** BEGIN INFORMATION GIVEN **

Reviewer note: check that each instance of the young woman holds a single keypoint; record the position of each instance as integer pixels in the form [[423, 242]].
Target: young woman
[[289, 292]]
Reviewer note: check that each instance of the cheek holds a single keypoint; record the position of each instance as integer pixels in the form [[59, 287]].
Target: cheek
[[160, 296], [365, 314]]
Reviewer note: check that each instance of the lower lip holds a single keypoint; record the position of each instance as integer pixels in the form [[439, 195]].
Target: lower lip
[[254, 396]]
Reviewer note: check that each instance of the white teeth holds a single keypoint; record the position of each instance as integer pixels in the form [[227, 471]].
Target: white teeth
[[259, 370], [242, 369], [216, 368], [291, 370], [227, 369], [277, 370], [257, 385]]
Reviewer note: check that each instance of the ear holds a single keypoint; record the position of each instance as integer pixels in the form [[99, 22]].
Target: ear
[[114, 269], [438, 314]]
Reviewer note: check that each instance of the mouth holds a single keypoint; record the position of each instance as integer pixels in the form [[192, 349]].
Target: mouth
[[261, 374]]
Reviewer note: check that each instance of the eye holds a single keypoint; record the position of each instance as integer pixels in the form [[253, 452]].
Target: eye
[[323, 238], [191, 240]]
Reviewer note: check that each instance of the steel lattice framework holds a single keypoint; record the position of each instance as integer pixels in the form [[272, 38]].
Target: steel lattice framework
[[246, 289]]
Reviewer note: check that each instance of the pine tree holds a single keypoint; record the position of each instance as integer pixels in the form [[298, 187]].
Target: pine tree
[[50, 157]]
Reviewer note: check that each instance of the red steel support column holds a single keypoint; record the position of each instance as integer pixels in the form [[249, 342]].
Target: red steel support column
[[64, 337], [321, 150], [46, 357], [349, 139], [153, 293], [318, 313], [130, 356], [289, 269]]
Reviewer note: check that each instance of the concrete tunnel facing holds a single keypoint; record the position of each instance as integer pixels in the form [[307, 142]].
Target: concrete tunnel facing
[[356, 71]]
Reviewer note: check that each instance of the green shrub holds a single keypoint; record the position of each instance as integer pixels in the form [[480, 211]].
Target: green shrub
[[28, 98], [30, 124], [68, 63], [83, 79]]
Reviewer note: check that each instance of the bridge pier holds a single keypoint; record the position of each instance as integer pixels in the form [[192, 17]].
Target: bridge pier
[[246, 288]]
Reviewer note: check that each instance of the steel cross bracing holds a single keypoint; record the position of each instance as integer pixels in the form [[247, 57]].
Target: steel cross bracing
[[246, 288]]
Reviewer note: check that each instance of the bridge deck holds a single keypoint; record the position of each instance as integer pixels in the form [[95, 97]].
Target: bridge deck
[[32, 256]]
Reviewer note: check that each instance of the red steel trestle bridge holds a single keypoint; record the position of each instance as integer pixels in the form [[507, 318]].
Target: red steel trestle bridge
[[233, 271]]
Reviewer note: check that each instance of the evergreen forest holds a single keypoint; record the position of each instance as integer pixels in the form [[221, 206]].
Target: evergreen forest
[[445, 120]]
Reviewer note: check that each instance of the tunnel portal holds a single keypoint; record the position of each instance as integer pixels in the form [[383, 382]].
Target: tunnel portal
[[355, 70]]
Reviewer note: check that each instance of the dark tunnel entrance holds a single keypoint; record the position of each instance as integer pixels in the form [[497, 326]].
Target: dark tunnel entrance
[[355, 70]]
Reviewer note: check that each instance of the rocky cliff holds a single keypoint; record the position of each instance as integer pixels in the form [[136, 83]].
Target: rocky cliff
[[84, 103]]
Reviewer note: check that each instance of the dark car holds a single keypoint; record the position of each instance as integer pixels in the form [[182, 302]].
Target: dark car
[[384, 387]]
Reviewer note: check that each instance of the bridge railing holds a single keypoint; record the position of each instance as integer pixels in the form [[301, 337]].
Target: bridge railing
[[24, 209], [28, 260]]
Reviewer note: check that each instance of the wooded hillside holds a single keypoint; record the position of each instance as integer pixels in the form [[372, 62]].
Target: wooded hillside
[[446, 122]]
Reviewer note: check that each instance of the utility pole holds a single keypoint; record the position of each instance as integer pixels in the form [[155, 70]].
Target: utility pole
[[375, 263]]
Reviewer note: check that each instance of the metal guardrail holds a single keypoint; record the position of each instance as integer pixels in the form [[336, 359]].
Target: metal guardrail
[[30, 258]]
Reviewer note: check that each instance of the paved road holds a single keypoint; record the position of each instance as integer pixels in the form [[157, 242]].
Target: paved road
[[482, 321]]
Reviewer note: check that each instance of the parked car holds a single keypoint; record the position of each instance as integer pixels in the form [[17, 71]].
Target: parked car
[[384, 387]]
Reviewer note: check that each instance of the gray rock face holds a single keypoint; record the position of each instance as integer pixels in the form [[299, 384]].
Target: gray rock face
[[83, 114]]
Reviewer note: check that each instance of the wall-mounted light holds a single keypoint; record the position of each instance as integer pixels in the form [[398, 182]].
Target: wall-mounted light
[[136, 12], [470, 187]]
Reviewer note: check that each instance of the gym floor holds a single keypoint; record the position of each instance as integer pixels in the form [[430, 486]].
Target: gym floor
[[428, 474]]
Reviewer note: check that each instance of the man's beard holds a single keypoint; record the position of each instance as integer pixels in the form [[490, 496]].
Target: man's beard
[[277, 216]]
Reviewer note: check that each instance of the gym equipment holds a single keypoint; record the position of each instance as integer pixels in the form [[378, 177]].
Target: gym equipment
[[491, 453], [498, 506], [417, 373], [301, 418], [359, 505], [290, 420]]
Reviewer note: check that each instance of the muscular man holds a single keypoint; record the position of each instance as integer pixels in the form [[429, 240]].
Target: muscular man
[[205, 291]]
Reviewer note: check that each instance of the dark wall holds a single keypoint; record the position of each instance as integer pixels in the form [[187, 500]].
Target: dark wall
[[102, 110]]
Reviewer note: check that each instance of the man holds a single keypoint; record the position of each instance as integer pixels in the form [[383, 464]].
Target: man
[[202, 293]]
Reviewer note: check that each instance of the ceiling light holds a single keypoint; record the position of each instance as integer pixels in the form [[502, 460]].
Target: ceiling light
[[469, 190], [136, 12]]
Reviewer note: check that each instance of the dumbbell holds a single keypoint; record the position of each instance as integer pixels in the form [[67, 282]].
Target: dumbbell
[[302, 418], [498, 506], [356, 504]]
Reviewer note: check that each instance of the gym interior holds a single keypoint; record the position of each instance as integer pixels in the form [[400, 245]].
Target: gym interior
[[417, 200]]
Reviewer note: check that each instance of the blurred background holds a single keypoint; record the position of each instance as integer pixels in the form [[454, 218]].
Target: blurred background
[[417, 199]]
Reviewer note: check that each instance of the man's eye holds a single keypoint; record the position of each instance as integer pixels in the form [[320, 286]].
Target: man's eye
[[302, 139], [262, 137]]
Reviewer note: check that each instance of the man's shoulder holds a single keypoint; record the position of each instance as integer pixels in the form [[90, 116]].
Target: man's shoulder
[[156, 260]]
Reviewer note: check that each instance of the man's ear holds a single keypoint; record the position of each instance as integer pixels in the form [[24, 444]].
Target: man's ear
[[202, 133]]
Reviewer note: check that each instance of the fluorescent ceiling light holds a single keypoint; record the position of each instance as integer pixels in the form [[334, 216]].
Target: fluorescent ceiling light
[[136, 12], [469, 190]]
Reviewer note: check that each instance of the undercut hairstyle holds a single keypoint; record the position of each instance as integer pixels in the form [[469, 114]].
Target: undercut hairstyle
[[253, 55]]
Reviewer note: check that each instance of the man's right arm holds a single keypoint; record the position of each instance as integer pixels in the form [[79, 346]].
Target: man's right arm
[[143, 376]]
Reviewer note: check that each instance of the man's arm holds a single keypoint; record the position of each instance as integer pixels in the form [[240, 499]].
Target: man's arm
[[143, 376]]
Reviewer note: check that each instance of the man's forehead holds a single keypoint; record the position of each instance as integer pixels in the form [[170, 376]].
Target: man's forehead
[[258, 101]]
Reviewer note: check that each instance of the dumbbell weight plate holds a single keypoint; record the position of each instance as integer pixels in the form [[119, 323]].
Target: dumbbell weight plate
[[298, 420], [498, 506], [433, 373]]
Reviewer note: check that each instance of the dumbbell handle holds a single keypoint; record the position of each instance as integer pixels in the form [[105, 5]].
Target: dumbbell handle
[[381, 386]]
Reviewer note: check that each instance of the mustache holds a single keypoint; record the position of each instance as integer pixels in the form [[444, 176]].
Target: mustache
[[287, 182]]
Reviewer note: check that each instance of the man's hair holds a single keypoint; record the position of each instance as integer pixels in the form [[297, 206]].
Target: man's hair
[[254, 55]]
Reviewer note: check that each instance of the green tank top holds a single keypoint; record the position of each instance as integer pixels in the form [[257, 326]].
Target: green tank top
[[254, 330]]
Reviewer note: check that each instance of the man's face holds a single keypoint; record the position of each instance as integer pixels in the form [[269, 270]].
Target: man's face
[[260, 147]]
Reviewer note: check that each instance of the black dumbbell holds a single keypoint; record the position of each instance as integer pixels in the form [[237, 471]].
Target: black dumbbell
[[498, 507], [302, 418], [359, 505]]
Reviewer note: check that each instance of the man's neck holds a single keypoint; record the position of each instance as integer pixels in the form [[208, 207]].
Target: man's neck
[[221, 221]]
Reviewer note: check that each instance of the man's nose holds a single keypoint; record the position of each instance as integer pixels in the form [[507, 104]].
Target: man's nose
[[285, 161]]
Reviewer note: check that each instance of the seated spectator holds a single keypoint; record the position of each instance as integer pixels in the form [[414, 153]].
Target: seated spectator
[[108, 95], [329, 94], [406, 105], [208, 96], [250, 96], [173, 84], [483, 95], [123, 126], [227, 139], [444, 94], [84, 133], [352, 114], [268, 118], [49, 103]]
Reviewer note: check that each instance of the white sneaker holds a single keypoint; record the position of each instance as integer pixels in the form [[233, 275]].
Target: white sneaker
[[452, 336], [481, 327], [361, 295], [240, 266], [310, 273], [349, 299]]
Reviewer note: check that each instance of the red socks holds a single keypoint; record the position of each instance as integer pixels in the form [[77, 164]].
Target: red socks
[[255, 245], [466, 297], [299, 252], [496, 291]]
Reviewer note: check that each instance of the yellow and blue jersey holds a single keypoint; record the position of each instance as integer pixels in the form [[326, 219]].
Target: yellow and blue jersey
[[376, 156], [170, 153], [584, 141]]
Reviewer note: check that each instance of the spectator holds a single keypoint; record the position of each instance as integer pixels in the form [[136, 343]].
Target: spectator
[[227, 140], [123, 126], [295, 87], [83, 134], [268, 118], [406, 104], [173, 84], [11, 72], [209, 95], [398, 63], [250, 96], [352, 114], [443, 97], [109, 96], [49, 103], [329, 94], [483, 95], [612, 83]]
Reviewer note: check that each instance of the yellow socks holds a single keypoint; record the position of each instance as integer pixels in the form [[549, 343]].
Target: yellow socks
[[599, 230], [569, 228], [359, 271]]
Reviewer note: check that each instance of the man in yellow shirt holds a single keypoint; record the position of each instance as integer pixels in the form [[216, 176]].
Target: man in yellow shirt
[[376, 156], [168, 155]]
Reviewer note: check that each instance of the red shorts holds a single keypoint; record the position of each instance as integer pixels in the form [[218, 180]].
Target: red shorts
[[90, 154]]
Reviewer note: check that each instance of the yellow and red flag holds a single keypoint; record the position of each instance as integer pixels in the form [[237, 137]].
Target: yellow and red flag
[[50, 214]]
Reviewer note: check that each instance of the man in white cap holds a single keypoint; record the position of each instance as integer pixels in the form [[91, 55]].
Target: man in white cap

** END INFORMATION GIVEN **

**SET PROBLEM**
Revise the part that opens with the line containing "Reviewer note: check that each instance of the fluorescent" and closes with the line containing "[[254, 330]]". Replace "dumbbell" with "barbell" throughout and leave everything else unchanged.

**TASK OUTPUT**
Reviewer note: check that each instance of the fluorescent ceiling light holds a single keypoint; record the position of each instance as integer pixels in the form [[334, 216]].
Target: fluorescent ceiling light
[[136, 12], [469, 190]]
Reviewer note: check that each instance of the undercut hairstyle holds a single keypoint; record the position of each instance as integer pixels in the form [[469, 114]].
Target: undercut hairstyle
[[253, 55]]
Reviewer note: check that each instance of the man's right arm holds a single keypoint; record the position of each instance as integer pixels in the form [[79, 346]].
Target: man's right arm
[[143, 376]]
Reviewer note: check that each instance of the man's arm holds a single keypoint; record the position of each instance as integer pixels in the form [[240, 499]].
Target: man's arm
[[143, 376]]
Reviewer note: check that each instance of the man's forehead holds a single keypoint; record the position of each instance as integer pixels in the form [[170, 376]].
Target: man's forehead
[[258, 101]]
Reviewer note: check that each instance of the barbell weight plate holds a single keypoint; record the position of each instance as integer pixels in the form [[119, 323]].
Target: barbell weight plate
[[298, 420], [498, 506], [433, 373]]
Reviewer note: check that each instance of the barbell handle holds a single keypoint; record the position of each instance as integer pixels in the form [[105, 5]].
Target: barbell handle
[[381, 386]]
Reviewer note: check that each instance of the mustache holds a single keypoint; record the position of each instance as integer pixels in the form [[444, 176]].
Target: mustache
[[287, 182]]
Reviewer note: check that each instance of the man's hair holds a single keypoint; record the position of each instance as integer pixels in the form [[297, 206]].
Target: man's hair
[[254, 55]]
Reviewer note: check that each instance of the green tank top holds a single keypoint; record the position of each instance as integer pixels in the form [[257, 326]].
Target: green tank top
[[254, 330]]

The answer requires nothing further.